__The request__. Both the line containing "the window, which" and the last line of the listing are included: write out exactly the lines from one to the other.
========================================
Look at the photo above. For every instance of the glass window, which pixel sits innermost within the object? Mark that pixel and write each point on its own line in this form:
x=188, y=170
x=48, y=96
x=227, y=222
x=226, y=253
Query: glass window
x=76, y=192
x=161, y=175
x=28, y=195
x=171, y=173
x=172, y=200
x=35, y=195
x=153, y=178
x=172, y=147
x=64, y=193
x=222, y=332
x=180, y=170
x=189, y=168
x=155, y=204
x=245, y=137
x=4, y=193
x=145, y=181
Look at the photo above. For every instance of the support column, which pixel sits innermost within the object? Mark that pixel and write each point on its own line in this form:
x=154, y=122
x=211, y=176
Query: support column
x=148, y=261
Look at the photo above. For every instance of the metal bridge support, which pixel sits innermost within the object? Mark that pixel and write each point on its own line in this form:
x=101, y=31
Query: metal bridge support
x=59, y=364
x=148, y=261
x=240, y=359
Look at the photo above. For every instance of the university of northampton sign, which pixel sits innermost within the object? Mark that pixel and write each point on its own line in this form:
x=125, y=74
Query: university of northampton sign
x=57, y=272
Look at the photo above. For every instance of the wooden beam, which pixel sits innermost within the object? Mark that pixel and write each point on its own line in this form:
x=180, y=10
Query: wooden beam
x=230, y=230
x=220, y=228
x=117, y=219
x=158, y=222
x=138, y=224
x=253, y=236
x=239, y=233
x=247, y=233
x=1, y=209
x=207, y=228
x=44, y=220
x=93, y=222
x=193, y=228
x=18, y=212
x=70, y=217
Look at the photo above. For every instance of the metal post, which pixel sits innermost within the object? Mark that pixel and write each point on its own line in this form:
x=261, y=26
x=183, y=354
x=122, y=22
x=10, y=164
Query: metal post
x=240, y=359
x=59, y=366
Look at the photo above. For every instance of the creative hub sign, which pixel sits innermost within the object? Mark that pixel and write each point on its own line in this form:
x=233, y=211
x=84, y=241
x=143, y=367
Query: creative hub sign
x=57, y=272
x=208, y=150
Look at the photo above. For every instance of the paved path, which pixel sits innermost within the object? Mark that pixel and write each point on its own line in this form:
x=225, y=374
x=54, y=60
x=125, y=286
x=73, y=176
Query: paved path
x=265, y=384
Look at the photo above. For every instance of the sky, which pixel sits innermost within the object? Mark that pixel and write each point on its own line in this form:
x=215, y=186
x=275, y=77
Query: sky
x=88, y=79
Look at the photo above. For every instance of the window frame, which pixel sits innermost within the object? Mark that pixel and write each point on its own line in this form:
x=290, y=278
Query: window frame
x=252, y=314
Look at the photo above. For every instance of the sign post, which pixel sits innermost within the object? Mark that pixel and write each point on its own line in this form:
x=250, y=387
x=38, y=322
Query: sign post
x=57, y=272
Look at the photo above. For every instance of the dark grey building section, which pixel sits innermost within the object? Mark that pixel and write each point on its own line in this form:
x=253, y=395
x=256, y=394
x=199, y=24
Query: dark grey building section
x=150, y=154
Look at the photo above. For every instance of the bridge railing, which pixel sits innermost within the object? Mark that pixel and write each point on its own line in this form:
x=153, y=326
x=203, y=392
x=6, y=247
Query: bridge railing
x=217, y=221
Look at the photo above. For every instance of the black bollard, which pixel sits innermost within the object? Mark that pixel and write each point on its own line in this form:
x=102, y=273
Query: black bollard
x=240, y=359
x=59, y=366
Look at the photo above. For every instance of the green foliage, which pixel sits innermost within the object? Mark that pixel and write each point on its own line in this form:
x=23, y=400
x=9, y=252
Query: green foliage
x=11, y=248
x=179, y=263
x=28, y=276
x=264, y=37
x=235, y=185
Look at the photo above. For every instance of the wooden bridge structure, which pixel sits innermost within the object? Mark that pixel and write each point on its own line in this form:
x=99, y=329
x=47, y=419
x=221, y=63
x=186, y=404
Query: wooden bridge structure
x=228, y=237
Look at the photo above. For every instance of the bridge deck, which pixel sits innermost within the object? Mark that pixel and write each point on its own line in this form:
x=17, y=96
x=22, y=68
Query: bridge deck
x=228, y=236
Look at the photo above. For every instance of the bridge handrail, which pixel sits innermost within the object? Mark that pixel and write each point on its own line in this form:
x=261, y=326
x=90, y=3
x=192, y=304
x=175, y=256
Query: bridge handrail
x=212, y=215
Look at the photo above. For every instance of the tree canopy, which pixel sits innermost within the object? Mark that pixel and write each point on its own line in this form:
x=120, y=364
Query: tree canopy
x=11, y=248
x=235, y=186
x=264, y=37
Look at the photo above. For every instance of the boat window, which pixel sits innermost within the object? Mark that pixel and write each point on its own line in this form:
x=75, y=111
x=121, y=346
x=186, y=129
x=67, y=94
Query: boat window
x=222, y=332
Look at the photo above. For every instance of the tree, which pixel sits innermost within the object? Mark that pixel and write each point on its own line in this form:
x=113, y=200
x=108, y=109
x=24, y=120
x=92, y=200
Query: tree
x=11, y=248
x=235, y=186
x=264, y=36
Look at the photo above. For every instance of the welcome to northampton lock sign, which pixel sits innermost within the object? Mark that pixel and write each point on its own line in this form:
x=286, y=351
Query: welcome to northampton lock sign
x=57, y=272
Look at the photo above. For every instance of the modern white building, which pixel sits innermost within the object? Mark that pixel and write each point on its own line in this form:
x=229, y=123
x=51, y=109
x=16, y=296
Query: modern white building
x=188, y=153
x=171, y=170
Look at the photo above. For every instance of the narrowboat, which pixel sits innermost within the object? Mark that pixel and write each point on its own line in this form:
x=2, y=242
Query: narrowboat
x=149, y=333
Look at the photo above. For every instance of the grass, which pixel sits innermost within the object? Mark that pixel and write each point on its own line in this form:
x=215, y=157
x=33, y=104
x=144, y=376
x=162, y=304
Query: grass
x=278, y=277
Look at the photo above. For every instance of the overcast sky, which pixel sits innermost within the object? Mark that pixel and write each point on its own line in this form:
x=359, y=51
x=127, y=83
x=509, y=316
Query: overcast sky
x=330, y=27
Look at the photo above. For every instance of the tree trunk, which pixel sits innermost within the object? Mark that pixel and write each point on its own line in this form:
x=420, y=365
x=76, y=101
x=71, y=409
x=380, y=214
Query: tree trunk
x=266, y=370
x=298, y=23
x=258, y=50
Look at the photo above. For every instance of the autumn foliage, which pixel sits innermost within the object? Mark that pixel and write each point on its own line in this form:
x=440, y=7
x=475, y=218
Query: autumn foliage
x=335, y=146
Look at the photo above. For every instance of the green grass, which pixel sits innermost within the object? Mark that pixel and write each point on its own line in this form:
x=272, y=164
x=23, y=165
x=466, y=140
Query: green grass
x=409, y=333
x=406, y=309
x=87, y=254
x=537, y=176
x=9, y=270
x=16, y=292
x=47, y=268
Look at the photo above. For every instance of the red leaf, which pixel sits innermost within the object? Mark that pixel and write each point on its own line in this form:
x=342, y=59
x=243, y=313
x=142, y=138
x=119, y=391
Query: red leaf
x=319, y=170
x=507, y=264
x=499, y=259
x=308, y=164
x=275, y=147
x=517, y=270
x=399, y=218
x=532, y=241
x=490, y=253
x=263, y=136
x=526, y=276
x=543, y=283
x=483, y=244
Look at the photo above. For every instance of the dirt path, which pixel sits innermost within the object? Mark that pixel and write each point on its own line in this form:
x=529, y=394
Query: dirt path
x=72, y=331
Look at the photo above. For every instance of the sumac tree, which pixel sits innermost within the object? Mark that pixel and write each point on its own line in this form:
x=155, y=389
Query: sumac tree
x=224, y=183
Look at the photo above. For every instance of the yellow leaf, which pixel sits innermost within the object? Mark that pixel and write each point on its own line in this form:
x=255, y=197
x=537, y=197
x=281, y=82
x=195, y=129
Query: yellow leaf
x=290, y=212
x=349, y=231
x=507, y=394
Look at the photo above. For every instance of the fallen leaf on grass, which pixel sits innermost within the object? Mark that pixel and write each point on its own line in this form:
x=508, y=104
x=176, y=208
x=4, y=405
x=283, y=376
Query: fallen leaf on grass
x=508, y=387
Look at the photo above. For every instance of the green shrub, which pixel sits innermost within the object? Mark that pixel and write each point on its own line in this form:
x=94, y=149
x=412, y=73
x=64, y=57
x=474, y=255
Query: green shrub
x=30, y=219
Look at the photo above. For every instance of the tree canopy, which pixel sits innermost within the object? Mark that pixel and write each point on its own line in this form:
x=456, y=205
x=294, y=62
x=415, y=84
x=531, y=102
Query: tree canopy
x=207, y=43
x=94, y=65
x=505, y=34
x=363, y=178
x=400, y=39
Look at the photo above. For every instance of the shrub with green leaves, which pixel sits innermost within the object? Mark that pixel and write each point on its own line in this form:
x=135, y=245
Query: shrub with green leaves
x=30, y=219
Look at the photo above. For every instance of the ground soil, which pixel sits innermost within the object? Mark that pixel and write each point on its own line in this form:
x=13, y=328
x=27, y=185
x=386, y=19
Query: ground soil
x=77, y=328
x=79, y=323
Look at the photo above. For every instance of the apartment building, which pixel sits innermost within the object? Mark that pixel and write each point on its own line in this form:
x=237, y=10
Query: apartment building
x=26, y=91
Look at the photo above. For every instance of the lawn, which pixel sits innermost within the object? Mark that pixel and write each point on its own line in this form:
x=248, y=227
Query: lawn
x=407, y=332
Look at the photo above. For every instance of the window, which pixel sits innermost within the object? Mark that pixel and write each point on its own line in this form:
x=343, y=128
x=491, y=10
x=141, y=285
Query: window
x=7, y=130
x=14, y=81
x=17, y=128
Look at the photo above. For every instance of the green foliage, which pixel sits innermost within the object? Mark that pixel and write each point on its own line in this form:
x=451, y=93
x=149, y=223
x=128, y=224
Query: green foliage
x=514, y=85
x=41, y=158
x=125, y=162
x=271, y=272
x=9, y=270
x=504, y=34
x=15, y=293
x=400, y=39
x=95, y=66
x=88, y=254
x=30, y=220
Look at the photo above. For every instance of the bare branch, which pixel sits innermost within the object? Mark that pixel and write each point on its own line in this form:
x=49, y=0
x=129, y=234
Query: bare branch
========================================
__The solution__.
Look at the photo above. For every instance of the window, which pixel sits innermost within the object? Mark that pixel and write each point on its own line in this form:
x=343, y=128
x=491, y=10
x=141, y=285
Query: window
x=7, y=130
x=14, y=81
x=17, y=128
Look at the photo above. For every instance of the green foliage, which pixel sits innermost within the object? Mark that pixel and write each point on its own line in this form:
x=451, y=93
x=149, y=223
x=128, y=224
Query: green foliage
x=514, y=85
x=41, y=158
x=125, y=162
x=271, y=272
x=9, y=270
x=504, y=34
x=15, y=293
x=400, y=39
x=95, y=66
x=88, y=254
x=30, y=220
Look at the photo above. For every instance of the bare branch, which pixel sits innermost within the object? Mark that pixel and write each point on its own line in this form:
x=49, y=0
x=129, y=234
Query: bare branch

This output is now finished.